### Dataset content
Start of Block

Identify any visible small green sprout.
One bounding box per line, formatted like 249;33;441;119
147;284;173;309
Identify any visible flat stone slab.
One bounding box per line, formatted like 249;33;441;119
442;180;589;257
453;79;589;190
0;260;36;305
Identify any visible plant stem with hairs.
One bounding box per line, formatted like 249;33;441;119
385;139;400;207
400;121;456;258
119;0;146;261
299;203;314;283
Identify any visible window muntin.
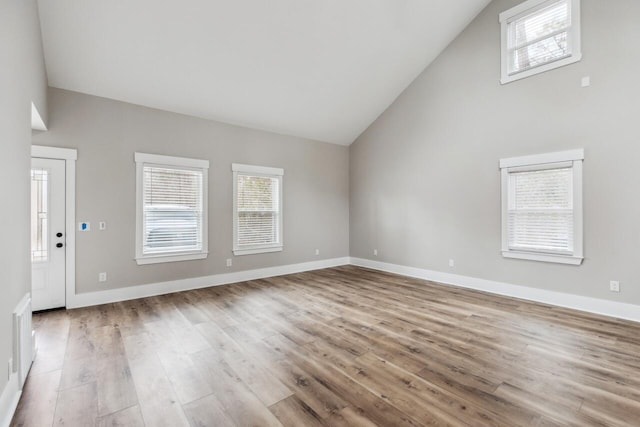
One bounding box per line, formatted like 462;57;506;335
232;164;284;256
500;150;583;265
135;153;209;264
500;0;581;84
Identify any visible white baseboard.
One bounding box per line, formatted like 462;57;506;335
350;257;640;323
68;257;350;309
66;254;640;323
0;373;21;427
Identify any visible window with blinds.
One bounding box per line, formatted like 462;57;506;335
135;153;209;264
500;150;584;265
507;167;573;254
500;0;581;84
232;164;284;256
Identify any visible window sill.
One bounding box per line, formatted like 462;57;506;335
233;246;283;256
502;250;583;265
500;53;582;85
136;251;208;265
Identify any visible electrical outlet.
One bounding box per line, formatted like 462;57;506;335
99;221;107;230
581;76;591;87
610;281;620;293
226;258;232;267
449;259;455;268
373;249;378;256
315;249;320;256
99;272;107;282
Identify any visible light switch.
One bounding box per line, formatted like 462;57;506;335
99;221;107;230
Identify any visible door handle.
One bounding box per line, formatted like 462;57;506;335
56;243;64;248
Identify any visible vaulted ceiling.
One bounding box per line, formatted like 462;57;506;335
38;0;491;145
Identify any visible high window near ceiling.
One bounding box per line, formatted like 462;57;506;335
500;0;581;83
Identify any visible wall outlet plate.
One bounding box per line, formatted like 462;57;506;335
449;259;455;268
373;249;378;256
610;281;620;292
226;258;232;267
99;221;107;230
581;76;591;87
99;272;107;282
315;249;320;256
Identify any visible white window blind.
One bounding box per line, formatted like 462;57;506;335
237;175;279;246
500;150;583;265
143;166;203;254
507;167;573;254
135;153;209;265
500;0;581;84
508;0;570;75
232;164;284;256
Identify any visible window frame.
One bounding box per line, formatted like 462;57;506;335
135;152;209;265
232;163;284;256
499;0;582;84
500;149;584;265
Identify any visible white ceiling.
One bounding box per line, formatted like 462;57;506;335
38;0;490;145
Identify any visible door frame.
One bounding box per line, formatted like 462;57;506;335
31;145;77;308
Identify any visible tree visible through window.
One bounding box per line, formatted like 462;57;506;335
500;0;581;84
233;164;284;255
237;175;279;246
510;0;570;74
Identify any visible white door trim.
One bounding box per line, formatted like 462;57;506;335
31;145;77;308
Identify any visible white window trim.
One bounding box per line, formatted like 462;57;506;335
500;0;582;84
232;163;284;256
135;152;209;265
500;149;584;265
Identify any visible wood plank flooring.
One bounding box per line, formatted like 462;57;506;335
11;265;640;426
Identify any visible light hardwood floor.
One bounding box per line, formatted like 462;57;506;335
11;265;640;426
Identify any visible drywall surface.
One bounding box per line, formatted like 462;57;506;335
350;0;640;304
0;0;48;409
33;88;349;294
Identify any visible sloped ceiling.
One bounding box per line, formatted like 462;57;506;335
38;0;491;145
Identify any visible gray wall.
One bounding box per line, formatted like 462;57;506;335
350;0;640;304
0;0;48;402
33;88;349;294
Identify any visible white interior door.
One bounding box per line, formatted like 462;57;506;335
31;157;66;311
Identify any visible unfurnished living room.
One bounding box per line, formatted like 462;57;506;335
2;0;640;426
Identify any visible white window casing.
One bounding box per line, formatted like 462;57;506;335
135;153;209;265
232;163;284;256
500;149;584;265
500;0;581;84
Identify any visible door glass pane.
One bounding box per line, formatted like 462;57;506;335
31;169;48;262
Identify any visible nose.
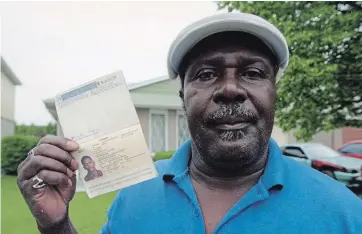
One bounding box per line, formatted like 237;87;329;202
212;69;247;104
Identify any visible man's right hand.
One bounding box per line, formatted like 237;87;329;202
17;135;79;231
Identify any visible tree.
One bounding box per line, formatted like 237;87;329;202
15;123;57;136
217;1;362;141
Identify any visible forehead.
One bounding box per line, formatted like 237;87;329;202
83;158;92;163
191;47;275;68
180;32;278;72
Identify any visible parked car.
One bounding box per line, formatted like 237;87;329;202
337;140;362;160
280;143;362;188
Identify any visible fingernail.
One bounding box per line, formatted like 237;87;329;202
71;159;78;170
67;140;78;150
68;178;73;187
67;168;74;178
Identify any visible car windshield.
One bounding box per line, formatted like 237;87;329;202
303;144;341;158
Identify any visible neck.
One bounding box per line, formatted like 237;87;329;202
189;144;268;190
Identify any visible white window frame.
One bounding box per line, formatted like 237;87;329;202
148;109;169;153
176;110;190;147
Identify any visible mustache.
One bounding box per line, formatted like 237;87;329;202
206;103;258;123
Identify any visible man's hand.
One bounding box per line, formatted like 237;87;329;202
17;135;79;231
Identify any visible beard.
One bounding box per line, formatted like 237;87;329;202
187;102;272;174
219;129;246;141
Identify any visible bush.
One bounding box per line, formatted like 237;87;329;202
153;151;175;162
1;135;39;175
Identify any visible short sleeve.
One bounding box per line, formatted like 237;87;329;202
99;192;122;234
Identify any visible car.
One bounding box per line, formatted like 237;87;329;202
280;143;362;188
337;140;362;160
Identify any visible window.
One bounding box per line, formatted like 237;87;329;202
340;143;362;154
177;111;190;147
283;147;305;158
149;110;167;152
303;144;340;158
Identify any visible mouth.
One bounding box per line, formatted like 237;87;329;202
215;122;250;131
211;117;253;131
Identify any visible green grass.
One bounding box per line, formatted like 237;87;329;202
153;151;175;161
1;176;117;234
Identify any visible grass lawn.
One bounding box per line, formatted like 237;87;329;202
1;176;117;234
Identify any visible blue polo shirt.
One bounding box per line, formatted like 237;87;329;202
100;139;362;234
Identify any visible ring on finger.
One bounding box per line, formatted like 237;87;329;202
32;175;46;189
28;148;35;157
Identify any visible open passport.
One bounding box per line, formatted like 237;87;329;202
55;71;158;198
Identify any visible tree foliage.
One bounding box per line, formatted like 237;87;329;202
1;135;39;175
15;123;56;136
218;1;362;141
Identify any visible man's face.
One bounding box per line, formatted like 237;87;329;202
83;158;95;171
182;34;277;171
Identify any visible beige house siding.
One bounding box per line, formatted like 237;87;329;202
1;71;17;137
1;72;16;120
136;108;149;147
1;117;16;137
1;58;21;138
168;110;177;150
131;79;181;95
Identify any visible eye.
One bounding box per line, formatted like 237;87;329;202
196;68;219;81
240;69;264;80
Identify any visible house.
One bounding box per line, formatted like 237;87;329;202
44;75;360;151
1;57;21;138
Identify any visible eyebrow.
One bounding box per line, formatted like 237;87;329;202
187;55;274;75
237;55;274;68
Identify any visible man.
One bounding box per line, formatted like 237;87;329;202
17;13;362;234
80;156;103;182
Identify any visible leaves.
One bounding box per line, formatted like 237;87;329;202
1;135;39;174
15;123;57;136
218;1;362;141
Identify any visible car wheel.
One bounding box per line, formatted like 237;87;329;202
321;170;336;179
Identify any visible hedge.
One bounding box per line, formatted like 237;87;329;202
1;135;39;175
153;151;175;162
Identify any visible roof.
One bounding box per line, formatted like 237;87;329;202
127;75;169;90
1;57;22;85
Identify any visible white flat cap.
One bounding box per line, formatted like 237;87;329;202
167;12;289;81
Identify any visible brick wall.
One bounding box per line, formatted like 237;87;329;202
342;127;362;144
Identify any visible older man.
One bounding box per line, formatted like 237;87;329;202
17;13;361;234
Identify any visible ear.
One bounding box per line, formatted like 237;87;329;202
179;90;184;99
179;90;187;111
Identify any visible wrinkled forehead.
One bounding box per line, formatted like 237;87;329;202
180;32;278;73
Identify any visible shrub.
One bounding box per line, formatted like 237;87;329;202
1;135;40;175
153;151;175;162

End of Block
Start of Block

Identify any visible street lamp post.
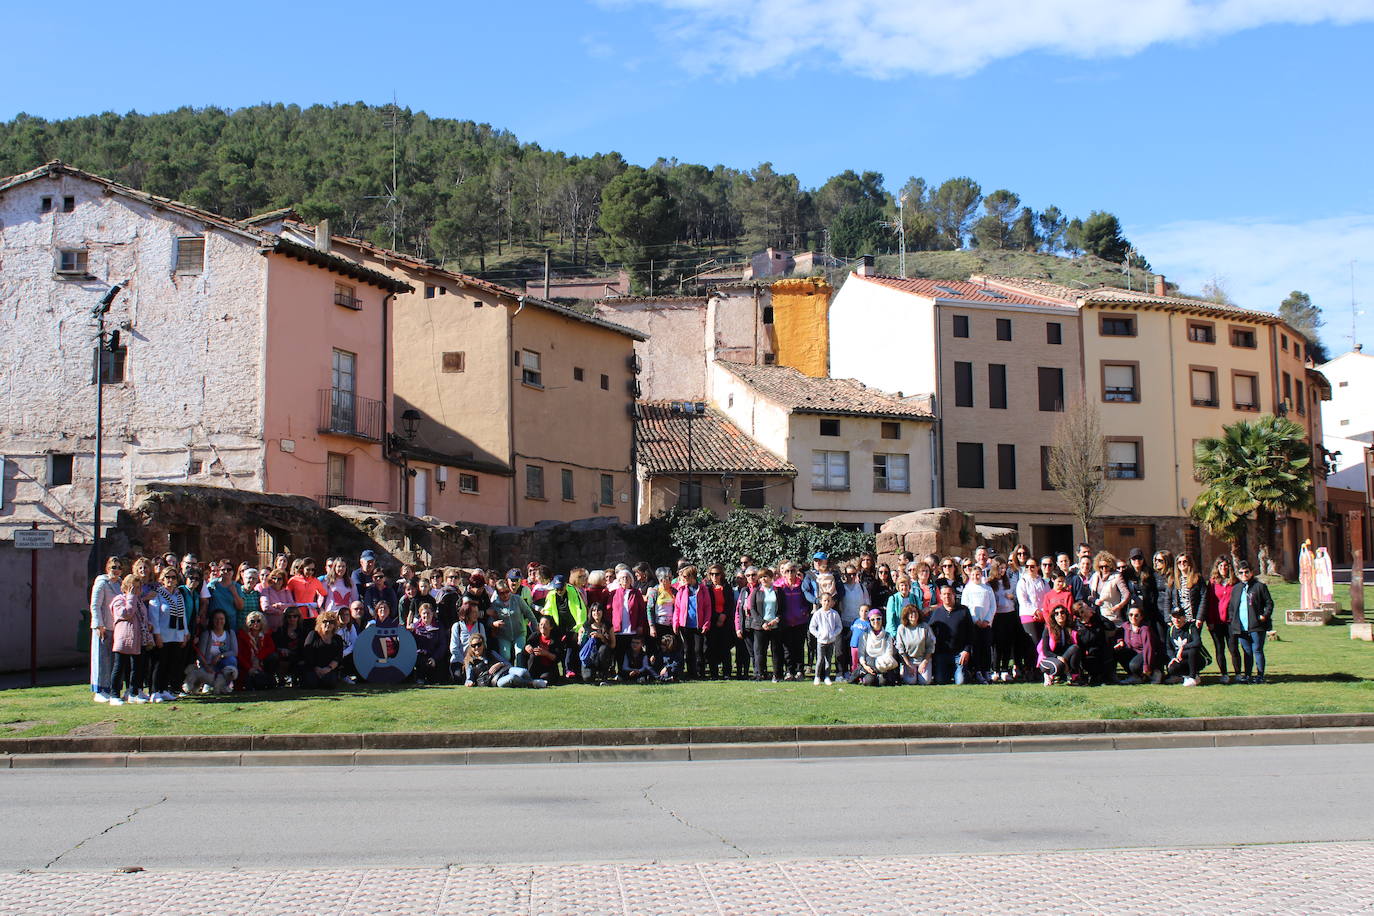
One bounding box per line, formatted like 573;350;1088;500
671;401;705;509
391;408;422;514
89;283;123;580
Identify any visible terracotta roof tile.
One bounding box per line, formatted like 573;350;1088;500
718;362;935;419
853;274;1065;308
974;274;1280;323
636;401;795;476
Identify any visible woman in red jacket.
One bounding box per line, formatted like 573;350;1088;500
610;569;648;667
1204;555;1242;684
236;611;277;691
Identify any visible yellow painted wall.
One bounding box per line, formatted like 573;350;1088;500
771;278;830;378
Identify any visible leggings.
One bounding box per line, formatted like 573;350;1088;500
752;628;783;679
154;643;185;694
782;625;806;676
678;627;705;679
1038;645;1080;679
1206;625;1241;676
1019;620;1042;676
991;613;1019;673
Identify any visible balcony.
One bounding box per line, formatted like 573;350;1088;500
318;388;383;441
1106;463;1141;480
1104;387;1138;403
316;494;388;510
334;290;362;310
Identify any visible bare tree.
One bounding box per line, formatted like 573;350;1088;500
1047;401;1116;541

End of Block
Start of Block

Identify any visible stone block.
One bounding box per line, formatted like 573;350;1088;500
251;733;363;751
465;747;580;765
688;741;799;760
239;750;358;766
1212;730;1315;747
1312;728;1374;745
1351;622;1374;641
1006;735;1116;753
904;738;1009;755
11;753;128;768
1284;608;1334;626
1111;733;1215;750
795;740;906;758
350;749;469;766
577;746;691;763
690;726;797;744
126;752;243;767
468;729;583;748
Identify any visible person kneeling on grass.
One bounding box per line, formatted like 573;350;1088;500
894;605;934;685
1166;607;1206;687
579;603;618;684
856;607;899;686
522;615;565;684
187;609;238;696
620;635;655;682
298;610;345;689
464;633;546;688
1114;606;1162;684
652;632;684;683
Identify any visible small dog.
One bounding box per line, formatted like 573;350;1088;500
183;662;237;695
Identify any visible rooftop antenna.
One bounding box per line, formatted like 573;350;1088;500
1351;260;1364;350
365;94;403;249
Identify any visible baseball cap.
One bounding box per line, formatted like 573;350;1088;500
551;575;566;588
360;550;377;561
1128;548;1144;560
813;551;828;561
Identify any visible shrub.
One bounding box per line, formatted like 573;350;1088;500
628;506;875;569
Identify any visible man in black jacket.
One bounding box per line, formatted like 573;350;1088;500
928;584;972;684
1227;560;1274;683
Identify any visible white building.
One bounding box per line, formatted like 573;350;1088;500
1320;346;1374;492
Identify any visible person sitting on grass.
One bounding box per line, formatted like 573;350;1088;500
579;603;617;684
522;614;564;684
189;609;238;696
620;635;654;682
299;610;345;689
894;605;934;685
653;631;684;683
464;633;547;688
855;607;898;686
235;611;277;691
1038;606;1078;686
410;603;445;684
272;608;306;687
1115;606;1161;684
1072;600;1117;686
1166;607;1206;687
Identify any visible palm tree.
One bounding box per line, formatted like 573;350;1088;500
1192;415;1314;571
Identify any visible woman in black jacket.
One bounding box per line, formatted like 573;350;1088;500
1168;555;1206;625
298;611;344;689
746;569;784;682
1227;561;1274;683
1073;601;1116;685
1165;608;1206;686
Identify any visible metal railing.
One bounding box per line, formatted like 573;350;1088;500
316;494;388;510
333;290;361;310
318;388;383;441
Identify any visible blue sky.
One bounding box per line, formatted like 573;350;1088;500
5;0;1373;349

End of Block

### What is being asked
What you return should be exactly the lines above, starting at the one with "Identify any visible open passport." and ending at the one with "Identify any visible beige house siding.", and nothing else.

### Final answer
Identify any visible open passport.
One bounding box per line, formatted like 237;87;329;202
55;71;158;198
Identify any visible tree foliage.
One bounding box per line, formatted like 237;87;329;202
1;135;39;175
15;123;56;136
218;1;362;141
Identify any visible man's face.
One bounding box per line, formatted like 237;87;329;202
83;158;95;171
182;34;277;171
Identify any visible beige house siding.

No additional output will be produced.